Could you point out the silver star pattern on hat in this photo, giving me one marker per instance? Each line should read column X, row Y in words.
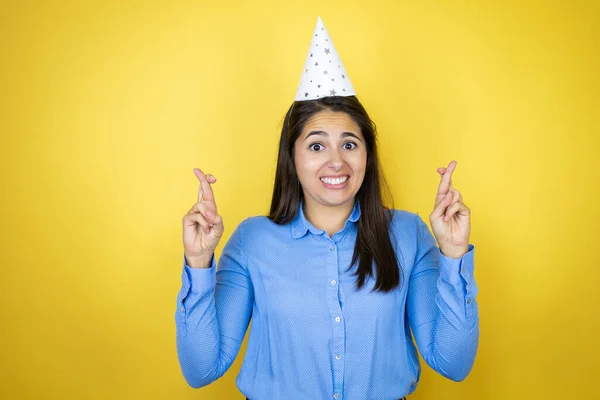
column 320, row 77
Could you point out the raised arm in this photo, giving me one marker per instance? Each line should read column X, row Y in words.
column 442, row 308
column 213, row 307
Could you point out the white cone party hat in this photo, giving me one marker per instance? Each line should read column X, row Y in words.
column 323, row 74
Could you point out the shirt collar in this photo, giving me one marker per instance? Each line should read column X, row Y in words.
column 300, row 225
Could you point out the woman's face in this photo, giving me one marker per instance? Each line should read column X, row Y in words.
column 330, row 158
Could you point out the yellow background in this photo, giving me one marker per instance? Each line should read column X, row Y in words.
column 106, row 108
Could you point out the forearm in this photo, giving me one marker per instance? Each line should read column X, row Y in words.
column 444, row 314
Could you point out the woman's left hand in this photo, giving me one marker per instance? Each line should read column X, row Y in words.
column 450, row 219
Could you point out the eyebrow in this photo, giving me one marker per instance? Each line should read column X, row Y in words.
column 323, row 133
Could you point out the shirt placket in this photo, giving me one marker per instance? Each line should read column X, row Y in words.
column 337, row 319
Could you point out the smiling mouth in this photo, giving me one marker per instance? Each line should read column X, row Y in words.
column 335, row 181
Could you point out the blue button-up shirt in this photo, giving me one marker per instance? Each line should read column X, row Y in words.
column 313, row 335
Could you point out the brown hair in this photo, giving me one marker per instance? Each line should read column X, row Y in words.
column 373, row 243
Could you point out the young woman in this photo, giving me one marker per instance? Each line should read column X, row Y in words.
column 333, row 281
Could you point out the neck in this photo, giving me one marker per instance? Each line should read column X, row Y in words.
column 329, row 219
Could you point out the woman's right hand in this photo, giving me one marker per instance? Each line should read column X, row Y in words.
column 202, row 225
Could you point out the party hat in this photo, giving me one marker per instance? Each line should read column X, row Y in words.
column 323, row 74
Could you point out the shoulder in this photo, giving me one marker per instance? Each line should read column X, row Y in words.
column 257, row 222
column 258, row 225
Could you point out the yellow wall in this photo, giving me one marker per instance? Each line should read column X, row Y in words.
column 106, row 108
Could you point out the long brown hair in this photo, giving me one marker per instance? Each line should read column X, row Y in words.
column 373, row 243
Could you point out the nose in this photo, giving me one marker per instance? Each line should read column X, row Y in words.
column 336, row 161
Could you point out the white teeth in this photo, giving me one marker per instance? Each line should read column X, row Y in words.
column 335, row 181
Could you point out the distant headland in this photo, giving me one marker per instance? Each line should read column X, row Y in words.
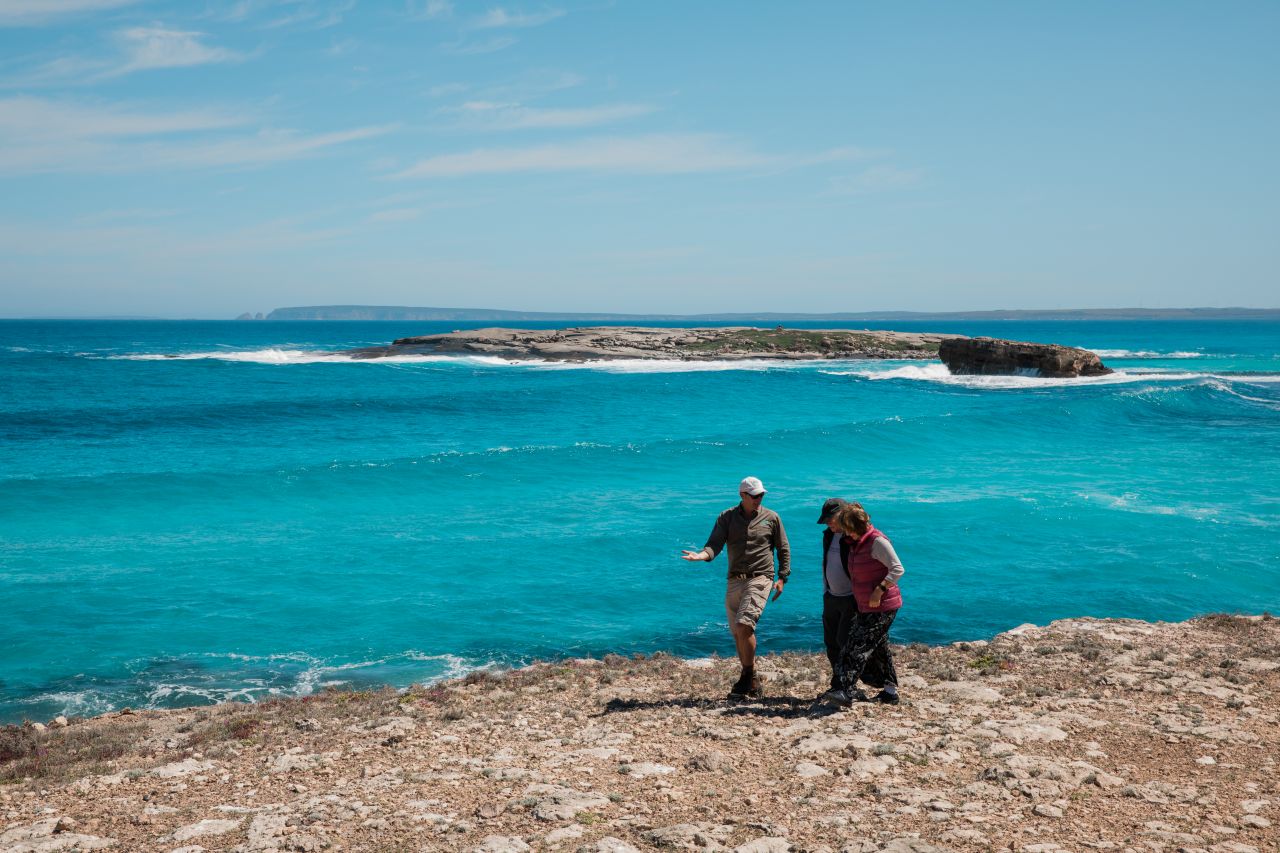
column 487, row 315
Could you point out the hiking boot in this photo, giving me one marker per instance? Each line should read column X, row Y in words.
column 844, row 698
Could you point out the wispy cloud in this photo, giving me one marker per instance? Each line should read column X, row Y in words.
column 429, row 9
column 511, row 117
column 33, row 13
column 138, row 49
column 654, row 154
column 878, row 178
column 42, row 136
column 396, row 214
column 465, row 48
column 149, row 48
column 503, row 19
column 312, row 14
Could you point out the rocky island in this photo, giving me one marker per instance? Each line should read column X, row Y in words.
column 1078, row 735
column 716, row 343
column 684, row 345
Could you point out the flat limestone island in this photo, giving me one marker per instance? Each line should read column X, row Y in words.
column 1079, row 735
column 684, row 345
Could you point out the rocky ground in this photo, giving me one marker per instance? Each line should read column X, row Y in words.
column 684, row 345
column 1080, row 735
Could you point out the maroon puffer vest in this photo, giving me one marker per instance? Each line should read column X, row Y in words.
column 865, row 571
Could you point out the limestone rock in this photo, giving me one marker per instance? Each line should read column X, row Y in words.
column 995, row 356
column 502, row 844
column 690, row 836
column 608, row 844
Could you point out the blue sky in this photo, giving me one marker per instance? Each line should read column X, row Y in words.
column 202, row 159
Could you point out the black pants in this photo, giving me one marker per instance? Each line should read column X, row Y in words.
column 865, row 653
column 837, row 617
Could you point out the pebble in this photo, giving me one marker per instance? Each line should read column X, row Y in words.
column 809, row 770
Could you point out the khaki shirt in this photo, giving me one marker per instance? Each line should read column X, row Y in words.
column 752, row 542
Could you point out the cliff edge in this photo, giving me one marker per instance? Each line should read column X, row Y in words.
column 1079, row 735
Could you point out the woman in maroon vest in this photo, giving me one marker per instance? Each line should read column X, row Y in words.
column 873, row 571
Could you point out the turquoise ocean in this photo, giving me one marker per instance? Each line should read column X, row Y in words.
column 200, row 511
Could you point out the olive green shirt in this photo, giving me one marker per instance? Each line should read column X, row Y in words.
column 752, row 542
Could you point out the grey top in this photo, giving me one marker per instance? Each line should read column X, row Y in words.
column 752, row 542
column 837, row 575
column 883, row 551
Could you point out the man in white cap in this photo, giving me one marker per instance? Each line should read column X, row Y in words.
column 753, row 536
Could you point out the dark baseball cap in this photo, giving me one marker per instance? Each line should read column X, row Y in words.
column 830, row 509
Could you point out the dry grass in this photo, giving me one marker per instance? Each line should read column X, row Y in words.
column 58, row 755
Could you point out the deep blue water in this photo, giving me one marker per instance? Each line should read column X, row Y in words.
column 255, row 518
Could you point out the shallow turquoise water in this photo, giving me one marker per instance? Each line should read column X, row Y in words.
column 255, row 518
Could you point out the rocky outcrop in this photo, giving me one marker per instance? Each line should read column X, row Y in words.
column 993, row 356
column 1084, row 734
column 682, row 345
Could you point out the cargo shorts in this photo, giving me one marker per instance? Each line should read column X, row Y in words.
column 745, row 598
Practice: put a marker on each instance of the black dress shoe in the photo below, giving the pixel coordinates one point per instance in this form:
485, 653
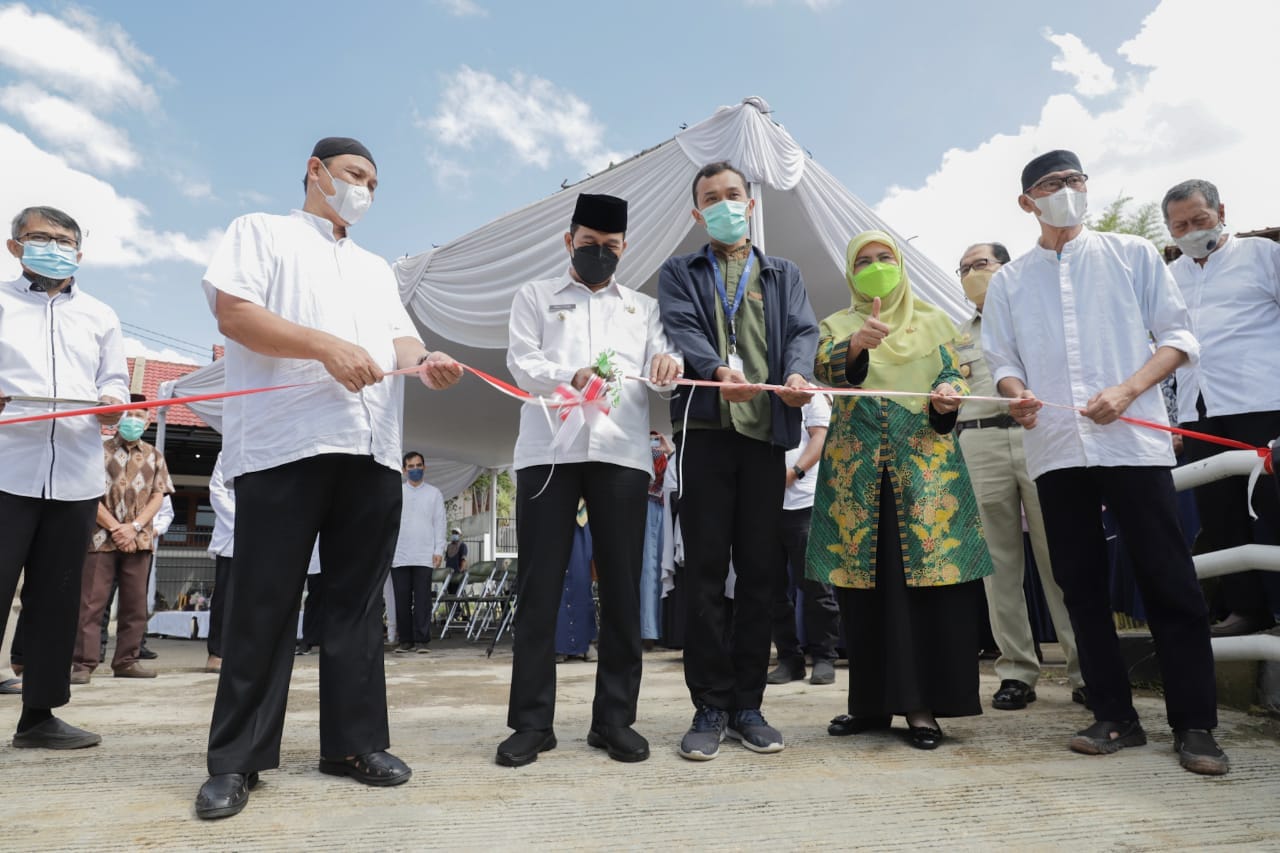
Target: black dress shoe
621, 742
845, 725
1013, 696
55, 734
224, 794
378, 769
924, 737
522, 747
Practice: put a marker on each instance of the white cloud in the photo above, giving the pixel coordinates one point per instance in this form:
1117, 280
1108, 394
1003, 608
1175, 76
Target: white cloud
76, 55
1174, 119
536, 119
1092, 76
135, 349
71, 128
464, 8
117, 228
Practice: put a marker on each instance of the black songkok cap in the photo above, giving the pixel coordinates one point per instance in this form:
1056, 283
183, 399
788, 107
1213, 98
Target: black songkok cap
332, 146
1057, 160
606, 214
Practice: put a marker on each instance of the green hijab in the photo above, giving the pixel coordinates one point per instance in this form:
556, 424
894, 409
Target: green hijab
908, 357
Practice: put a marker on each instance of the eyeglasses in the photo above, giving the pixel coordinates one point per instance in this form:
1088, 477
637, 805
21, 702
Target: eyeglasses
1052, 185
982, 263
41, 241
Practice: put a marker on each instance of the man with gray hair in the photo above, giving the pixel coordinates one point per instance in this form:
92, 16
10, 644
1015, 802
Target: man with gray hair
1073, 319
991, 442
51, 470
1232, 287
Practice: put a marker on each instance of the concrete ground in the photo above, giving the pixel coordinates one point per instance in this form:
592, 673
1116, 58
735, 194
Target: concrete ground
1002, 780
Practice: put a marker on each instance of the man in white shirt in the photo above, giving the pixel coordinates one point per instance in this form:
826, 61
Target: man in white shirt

....

-- YOUR OBJECTIVE --
Copy every entry above exactly as it stands, but leave the pictures out.

-- EXERCISE RESULT --
Could you point out the silver star pattern on hat in this photo, giving me one marker per instance? Each line should read column X, row Y in words.
column 320, row 77
Could you point out the raised arm in this photo, giving me one marker per instance? Each line should read column X, row Y in words.
column 442, row 308
column 213, row 307
Could you point out the white cone party hat in this photo, giving me one marker per instance? Each line should read column X, row Y in words.
column 323, row 74
Could you point out the shirt collar in this photo, giving me one marker per instance? Each line should read column X, row Y in words.
column 300, row 225
Could you point out the woman's face in this photo, giving me one marker per instance? Each line should read column X, row Y in words.
column 330, row 158
Could you point out the yellow background in this photo, giving me one marker per instance? Each line should read column X, row Y in words.
column 106, row 108
Could you point out the forearm in this photo, giving me one marker per instance? Each line should read column X, row Y in words.
column 444, row 314
Could you point out the woman's left hand in this photo, giving me one marker per instance? Each line should read column X, row Y in words.
column 450, row 219
Could you point out the eyebrow in this photo, giving me one marker per instance? Each line should read column X, row Y in words.
column 323, row 133
Could you point out the shirt placket in this photo, giving me one marker per instance? Each line should read column X, row Y in words.
column 337, row 319
Could you point out the smiling mouth in this photo, giving me one marker per instance? Each line should read column X, row Y in words.
column 335, row 181
Could you point out the blue button-up shirt in this photo, giving me one marker per instance? Each line should read column X, row Y in words.
column 313, row 335
Could you point out the brown hair in this photo, giving me one marker per instance? Each line should read column X, row Y in words.
column 373, row 243
Could you point out the young woman in this photo, giving me one marker per instance? Each line should read column X, row Y in words.
column 333, row 281
Could you point out the neck in this photo, giving me one marker per instance? Each line should read column X, row Y in words.
column 329, row 219
Could you point out the woman's right hand in this photo, giving me one marker per instance? Each line should read column X, row Y in words.
column 202, row 225
Could you point out the party hat in this photo, giving me one marker per instance? Each line should read column X, row Y in words.
column 323, row 74
Could you point out the shoulder in this photo, giving me one marker per instance? Each line should read column X, row Y in words.
column 257, row 222
column 258, row 225
Could you point out the yellow wall in this photo, giving me one marker per instance? Each line should read column X, row Y in words.
column 106, row 108
Could you point out the long brown hair in this photo, giving me one marker per instance? Each line should read column X, row Y in words.
column 373, row 243
Could you point out the nose in this photo, giving me one marker per instance? Each line should read column X, row Y in words.
column 336, row 161
Could you point out the white teeth in this photo, giving me one marker per instance? Each line should read column X, row Y in words.
column 335, row 181
Could you point out the distant headland in this photo, giving me one marker per instance? Each line should read column X, row Y in words.
column 487, row 315
Could you point out the hiking boot in this photo, giving me one marker per instance? Each line should read column X, row Y in words.
column 844, row 698
Could you point out the wispy cloud in this photo, giving me one marker per instance? Each line should read column X, row Y in words.
column 429, row 9
column 511, row 117
column 33, row 13
column 138, row 49
column 654, row 154
column 878, row 178
column 42, row 136
column 396, row 214
column 465, row 48
column 149, row 48
column 503, row 19
column 312, row 14
Could you point out the rocky island in this photo, giving me one marker per instance? Each line should read column X, row Y in words.
column 1078, row 735
column 716, row 343
column 684, row 345
Could you point out the flat limestone island in this photo, giving me one marker per instance? Each line should read column X, row Y in words.
column 1079, row 735
column 684, row 345
Could you point out the rocky ground in this photo, giving me one marker per instance? Each line should read column X, row Y in words.
column 684, row 345
column 1080, row 735
Could you point out the maroon puffer vest in this photo, giving me one marker per instance? Each line should read column X, row Y in words.
column 865, row 571
Could you point out the limestone rock in this photo, giving me one marker per instance? Each line should read column X, row Y in words.
column 995, row 356
column 502, row 844
column 690, row 836
column 608, row 844
Could you point out the blue sky in this photo, giving me one marker per instance? Each line should read column X, row Y in words.
column 202, row 159
Could you point out the black pants in this photo, giving me one marker per instance? Each line should read column X, row Y in words.
column 865, row 653
column 837, row 617
Could you point out the pebble in this photo, giving me one marker per instance? Each line should read column X, row Y in words.
column 809, row 770
Could you point out the khaki shirt in this photo, giving me one marker per instance? Each line should read column X, row Y in words.
column 752, row 542
Could you point out the cliff edge in this photo, giving me one marker per instance? Each line should read column X, row Y in words.
column 1079, row 735
Could you point out the woman in maroon vest in this photo, giving me one marker per instance? Each line should read column X, row Y in words.
column 873, row 571
Could you point out the turquoise ocean in this photo, giving me one marker per instance? Each line should read column X, row Y in words.
column 200, row 511
Could you point out the olive green shirt in this photo, giving me one marker per instance? Each line should read column X, row Y in words.
column 752, row 542
Could you point out the grey top in this photo, giving me one marker per instance? Each line should read column X, row Y in words.
column 752, row 542
column 837, row 575
column 883, row 551
Could you point out the man in white cap in this photo, giving me one marker per instance? Each line should read column X, row Y in words.
column 753, row 536
Could you point out the dark baseball cap in this photo, giving me one marker per instance? Each line should read column X, row Y in words.
column 830, row 509
Could you point out the dry grass in this photo, giving me one marker per instance? Each line should read column X, row Y in words.
column 58, row 755
Could you point out the deep blue water in this photo, giving me one marker per instance? Each line should read column X, row Y in words.
column 255, row 518
Could you point out the shallow turquoise water in this photo, giving me one marker per instance? Each line should read column X, row Y in words.
column 255, row 518
Could you point out the rocky outcrop in this photo, giving me one marker per instance? Each line should read column X, row Y in words.
column 993, row 356
column 1084, row 734
column 682, row 345
Could you point out the cargo shorts in this photo, giving me one marker per instance? Each line should read column X, row Y in words.
column 745, row 598
Practice: put a marker on each instance of the black dress shoe in the photo below, giving the pixel coordinates one point per instance in this form:
485, 653
Target: black dress shoe
621, 742
845, 725
1013, 696
55, 734
224, 794
378, 769
924, 737
522, 747
Practice: put a marker on each instance of the white cloud in the photo above, giving the pixel coordinates one point per instance in this form:
1117, 280
1108, 394
1003, 608
1175, 76
Target: white cloud
76, 55
1174, 119
536, 119
1092, 76
135, 349
71, 128
464, 8
117, 228
Practice: put a marker on each instance of the black songkok cap in the photo above, giving the pixel coordinates one point per instance in this form:
1056, 283
183, 399
788, 107
1213, 98
Target: black songkok cap
332, 146
1057, 160
606, 214
Practice: put a marker on each instance of the green hijab in the photo above, giving the pixel coordinates one point per instance in this form:
556, 424
894, 409
Target: green hijab
908, 357
Practice: put a marker on each instance of the eyeglasses in the photo above, giving the pixel coordinates one point per instance in this form:
1088, 477
637, 805
21, 702
Target: eyeglasses
1052, 185
982, 263
41, 241
Practice: put a marker on each instance of the man with gray hair in the photo above, giving the pixel coordinates one point per instance in this form:
92, 16
10, 644
1015, 802
Target: man with gray hair
1073, 319
991, 442
51, 470
1232, 287
Practice: put a marker on each instance of the concrete ground in the photo above, giving the pixel coordinates one point per instance in this form:
592, 673
1116, 58
735, 194
Target: concrete ground
1002, 780
Practice: put a marker on each instance of the man in white shirt in the photo above, giving the pixel coordinates one point per instance in this form:
826, 61
Target: man in white shirt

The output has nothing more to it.